__Set problem__
Output every one of the following records verbatim, preserving each line and its order.

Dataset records
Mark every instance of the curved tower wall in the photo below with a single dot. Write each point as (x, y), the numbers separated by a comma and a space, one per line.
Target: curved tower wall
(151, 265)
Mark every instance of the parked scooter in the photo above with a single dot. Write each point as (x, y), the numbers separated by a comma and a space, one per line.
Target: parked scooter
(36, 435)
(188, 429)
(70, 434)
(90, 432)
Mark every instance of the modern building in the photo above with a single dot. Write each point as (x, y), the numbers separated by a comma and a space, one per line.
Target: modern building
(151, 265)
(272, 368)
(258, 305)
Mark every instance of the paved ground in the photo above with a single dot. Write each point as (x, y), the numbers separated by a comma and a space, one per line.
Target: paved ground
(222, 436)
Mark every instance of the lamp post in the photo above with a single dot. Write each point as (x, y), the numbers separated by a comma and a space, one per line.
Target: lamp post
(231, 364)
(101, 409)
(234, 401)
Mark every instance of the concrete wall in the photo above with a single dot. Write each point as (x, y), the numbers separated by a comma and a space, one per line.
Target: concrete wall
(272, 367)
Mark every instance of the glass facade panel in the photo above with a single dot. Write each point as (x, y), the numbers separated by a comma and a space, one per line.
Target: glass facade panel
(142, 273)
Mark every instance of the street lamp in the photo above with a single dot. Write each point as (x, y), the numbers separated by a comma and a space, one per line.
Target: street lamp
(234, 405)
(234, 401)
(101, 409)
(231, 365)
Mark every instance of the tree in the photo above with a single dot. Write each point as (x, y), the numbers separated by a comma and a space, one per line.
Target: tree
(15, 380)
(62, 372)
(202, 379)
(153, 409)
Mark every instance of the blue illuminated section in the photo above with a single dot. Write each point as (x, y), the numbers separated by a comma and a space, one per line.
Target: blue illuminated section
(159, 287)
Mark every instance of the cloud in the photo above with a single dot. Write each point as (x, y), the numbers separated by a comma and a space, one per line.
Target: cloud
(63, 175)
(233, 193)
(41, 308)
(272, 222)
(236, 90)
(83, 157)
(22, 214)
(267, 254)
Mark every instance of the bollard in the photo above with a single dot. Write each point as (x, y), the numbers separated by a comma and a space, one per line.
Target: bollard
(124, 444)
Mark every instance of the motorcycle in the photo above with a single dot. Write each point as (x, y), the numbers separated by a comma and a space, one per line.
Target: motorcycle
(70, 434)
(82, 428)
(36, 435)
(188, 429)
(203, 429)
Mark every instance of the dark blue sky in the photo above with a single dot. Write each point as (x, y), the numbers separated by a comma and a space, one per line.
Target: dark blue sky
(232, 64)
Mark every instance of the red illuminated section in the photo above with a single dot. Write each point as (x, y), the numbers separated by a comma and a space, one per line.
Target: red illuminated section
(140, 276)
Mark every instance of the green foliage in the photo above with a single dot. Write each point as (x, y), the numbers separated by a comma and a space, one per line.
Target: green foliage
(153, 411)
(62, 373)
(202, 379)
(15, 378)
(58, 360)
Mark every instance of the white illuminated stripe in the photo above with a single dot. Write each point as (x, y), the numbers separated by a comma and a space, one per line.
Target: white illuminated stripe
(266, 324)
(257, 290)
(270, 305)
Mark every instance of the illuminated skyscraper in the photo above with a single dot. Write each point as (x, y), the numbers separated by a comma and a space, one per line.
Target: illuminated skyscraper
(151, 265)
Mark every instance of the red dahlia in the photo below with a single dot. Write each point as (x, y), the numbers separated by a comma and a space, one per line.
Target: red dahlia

__Written response__
Mark every instance of the curved tower wall in the photo below with a single dot. Write each point as (x, y), the numbers separated by a comma and a space, one per line.
Target: curved tower wall
(151, 265)
Mark every instance of the parked scooter in the photo above with a single dot. Write each point as (x, y), the numbers separated by a comma and a space, one per line.
Target: parked scooter
(36, 435)
(188, 429)
(70, 434)
(90, 432)
Mark every instance of the modern building in the photo above with a single dot. Write each point as (x, y), the numbers separated by a comma and a space, one per line.
Target: modern building
(151, 265)
(272, 368)
(258, 305)
Mark every instance of the paved ground in the photo above with a single dot. Write each point as (x, y), the numbers separated by a comma and a space, one per line.
Target: paved ground
(222, 436)
Mark every instance of the lamp post in the photo above with a single dot. Write each point as (x, y), the numbers separated by a comma and a space, one per line.
Target: lamp post
(231, 364)
(101, 409)
(234, 401)
Mark every instance of the concrete wall in the photo above with a single dot. Write each point as (x, y), the numbers separated by a comma and a space, one per line.
Target: concrete wall
(272, 367)
Mark every instance of the glass facade panel in the photo above with a single dot. Write each point as (x, y), the numbers separated by a comma and a space, one per line.
Target: glass facade panel
(142, 273)
Mark every instance of the street lamp in the photo above with a single dot. Write each point as (x, y), the numbers separated by a comma and a space, one per line.
Target: street lamp
(234, 405)
(234, 401)
(101, 409)
(231, 365)
Mark every instance of the tree in the photo above with a single dot. Write each point as (x, y), the numbers separated by a comma and a space, one per line.
Target: tree
(15, 380)
(62, 372)
(202, 379)
(153, 409)
Mark every instance of the blue illuminated section in the photo above with a single dot. Write each point as (x, y), the numbers separated by a comma and a space, one per line.
Target: blue illuminated section
(159, 287)
Mark every instance of the cloud in the photo above with a single dot. Write each point as (x, y), the numbers separated by a comma and a space, one per line.
Target: cloud
(63, 175)
(233, 193)
(41, 308)
(272, 222)
(236, 90)
(83, 157)
(22, 214)
(267, 254)
Mark every instance of the bollard in the photo above with a single dot. Write each point as (x, y), the numbers separated by a comma and a space, one per line.
Target: bollard
(124, 444)
Mark every instance of the motorcycle in the photo above with a single dot. Write each point as (x, y), the numbers separated by a comma and a space, one per line.
Target: motorcycle
(70, 434)
(82, 428)
(36, 435)
(188, 429)
(203, 429)
Mark every instance of the dark blue sky in the photo above with a single dot. Write each point as (x, y), the numbers separated by a comma and a space, one per line.
Target: dark blue sky
(232, 64)
Mark every instance of the red illuminated section in the photo above with a single dot. Write each point as (x, y), the numbers separated by a comma and a space, one per line.
Target: red illuminated section
(140, 276)
Mark every instance of the green foliage in the photo above with a single dot. Write each point as (x, y), the numbers separated by a comma and a space, one per line.
Target: green foliage
(153, 411)
(62, 373)
(202, 379)
(15, 378)
(58, 360)
Mark every instance of the white illuminated stripe in the photo above with a single dot. Write each point as (x, y), the numbers separated by a comma and a space, one per line.
Target: white illuminated stripe
(266, 324)
(257, 290)
(270, 305)
Mark every instance of the illuminated skyscraper in the photo above with a single dot. Write each point as (x, y), the numbers separated by a comma and a space, one per line.
Target: illuminated skyscraper
(151, 265)
Mark every instance of the red dahlia in the photo below with a single dot. Write each point as (x, y), the numbers separated by a comma and a space, one per line.
Target: red dahlia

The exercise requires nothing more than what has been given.